Material for this task:
__________________________________________________

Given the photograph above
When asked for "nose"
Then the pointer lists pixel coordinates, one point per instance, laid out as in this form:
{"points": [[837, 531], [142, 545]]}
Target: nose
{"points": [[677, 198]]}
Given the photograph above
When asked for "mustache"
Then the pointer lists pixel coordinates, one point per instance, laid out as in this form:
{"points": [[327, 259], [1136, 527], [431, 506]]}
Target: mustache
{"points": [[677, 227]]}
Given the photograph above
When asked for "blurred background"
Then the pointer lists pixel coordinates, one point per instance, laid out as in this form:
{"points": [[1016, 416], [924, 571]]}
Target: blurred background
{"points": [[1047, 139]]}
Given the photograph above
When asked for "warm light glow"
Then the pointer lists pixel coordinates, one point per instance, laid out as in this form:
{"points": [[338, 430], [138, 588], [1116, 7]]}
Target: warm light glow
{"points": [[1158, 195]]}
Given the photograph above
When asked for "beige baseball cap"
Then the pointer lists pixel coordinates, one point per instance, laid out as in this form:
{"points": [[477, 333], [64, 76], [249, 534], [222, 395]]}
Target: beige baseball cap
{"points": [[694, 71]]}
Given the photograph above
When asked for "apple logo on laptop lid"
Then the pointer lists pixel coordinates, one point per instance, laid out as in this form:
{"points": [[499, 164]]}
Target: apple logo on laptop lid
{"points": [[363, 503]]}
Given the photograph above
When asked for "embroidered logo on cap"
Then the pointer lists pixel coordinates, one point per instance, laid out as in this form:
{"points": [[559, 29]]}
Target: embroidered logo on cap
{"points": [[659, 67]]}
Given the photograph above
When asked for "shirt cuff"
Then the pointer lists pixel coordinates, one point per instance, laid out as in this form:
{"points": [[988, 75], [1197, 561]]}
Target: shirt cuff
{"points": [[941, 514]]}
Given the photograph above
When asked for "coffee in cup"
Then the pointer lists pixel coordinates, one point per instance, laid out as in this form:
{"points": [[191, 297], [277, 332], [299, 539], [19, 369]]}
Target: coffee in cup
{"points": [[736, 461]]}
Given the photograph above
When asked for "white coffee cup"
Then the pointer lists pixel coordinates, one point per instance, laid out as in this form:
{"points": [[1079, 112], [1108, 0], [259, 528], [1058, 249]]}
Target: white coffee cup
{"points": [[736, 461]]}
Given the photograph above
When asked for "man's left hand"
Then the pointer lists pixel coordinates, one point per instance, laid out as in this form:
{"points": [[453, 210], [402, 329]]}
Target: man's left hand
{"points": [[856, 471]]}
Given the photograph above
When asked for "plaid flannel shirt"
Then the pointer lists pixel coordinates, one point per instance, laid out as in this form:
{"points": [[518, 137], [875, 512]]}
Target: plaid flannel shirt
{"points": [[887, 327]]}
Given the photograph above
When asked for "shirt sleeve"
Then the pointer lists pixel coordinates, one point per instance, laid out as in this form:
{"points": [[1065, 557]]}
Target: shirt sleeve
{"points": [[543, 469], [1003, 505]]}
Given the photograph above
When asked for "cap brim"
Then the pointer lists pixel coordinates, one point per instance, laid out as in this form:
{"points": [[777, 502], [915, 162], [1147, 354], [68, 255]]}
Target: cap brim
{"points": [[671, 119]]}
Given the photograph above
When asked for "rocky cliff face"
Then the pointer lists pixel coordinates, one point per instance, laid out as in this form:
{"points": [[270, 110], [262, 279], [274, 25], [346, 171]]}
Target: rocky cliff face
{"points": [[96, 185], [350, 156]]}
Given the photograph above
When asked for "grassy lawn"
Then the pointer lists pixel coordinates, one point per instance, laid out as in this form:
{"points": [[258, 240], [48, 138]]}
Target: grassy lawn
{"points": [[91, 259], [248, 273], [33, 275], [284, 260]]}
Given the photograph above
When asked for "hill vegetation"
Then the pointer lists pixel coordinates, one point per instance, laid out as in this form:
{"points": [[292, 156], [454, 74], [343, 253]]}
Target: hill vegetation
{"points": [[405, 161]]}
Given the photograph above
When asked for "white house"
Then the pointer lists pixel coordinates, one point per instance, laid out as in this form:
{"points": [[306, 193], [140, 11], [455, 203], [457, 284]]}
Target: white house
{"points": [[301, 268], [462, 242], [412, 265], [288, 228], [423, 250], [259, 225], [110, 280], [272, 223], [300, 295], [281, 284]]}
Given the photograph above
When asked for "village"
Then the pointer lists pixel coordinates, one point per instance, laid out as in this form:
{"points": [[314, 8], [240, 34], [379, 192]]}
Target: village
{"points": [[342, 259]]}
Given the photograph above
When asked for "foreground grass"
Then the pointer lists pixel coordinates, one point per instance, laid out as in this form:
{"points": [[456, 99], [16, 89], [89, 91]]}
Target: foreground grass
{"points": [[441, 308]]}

__________________________________________________

Given request: Transcribe every entry word for word.

Solution to this task:
Given the photograph above
When asked for "nose"
Then the pointer lists pixel coordinates, one point per instance, laid out as in this form:
{"points": [[837, 531], [142, 545]]}
Target: nose
{"points": [[677, 198]]}
Given the photograph above
When asked for "mustache"
Then the pointer lists pixel coordinates, one point per instance, laid out as in this form:
{"points": [[327, 259], [1136, 527], [431, 506]]}
Target: mustache
{"points": [[677, 227]]}
Given the photograph above
When asked for "blurred background"
Then the pointer lists pixel coordinates, one point per instance, laid out as in this form:
{"points": [[1016, 416], [924, 571]]}
Target: blurred background
{"points": [[1047, 139]]}
Given the photograph above
When asked for "warm light glow"
Then the pointer lists pixel coordinates, one point per instance, laid out as in this form:
{"points": [[338, 430], [138, 588], [1116, 7]]}
Target: warm light glow
{"points": [[1158, 195]]}
Given the photograph above
When asked for "beige baseball cap"
Then the pointer lists pixel coordinates, one point per instance, laid out as in this form:
{"points": [[477, 333], [64, 76], [249, 534], [222, 395]]}
Target: beige baseball cap
{"points": [[694, 71]]}
Given the photograph above
When asked for "apple logo on laptop lid"
Then the pointer lists pixel coordinates, one point per instance, laid out as in this form:
{"points": [[499, 164]]}
Target: apple logo on laptop lid
{"points": [[363, 503]]}
Given the photograph above
When asked for "embroidered logo on cap"
Then the pointer lists pixel coordinates, one point per instance, laid out as in this form:
{"points": [[559, 29]]}
Target: embroidered logo on cap
{"points": [[659, 67]]}
Given the photograph above
When asked for "shirt cuff"
Then the pointer lists pixel coordinates, one point per instance, laid out as in this form:
{"points": [[988, 75], [1197, 561]]}
Target: shirt cuff
{"points": [[941, 514]]}
Given the photograph above
When asked for "coffee in cup"
Then the pointer lists pixel coordinates, one point per instance, laid out as in this form:
{"points": [[191, 297], [277, 332], [299, 539], [19, 369]]}
Target: coffee in cup
{"points": [[736, 461]]}
Given the photograph above
When asked for "white coffee cup"
Then the pointer lists pixel coordinates, one point per instance, laid out as in this form:
{"points": [[1079, 112], [1108, 0], [259, 528], [1058, 249]]}
Target: white coffee cup
{"points": [[736, 461]]}
Given the photograph above
When asked for "man's left hand"
Then the pointer lists pixel coordinates, one point per instance, laid out as in this form:
{"points": [[453, 210], [402, 329]]}
Target: man's left hand
{"points": [[856, 471]]}
Given the photograph above
When asked for "plaid flannel shirt"
Then the pointer lists pixel coordinates, one point per instance, laid out as in this form:
{"points": [[518, 137], [875, 512]]}
Target: plaid flannel shirt
{"points": [[887, 327]]}
Given the photograph above
When asked for "shirt sleeve"
Then the pointer lists pixel coordinates, one point per instance, laid out as in this form:
{"points": [[1065, 557]]}
Target: shirt sleeve
{"points": [[543, 469], [1003, 505]]}
Given the photograph above
When asked for "cap brim"
Then the pointer lists pixel coordinates, one point per instance, laid out as in this form:
{"points": [[777, 502], [915, 162], [1147, 354], [68, 255]]}
Target: cap brim
{"points": [[671, 119]]}
Given the photograph above
When asked for "rocky cliff face"
Then the pointer lists pixel coordinates, one point per instance, laid out as in this form:
{"points": [[270, 110], [262, 279], [274, 25], [346, 171]]}
Target: rocky cliff face
{"points": [[96, 185], [350, 156]]}
Given the photograph above
When asked for "grassy lawn"
Then the pointer lists pixel coordinates, one point per instance, laid out as in this form:
{"points": [[258, 240], [48, 138]]}
Target: grassy lawn
{"points": [[91, 259], [248, 273], [33, 275], [284, 260]]}
Given the photograph above
When asked for "hill vegetation"
Then the pointer lists pixel coordinates, one point per instance, laid out as in this form:
{"points": [[292, 156], [454, 74], [343, 253]]}
Target: hill vegetation
{"points": [[405, 161]]}
Given the photograph above
When asked for "white house"
Then the pointer lists pixel coordinates, one point per instance, laid out as in this form:
{"points": [[306, 193], [140, 11], [455, 203], [457, 284]]}
Target: white house
{"points": [[301, 268], [462, 242], [412, 265], [288, 228], [423, 250], [259, 225], [110, 280], [272, 223], [300, 295], [281, 284]]}
Given the photograph above
When asked for "village"
Then the pointer lists pixel coordinates, one point per instance, laid out as in this form:
{"points": [[314, 8], [240, 34], [379, 192]]}
Target: village
{"points": [[342, 259]]}
Given the photograph above
When asked for "foreground grass"
Then the pointer lists pixel coordinates, one point per instance, laid out as in this form:
{"points": [[456, 99], [16, 89], [89, 91]]}
Target: foreground grass
{"points": [[441, 308]]}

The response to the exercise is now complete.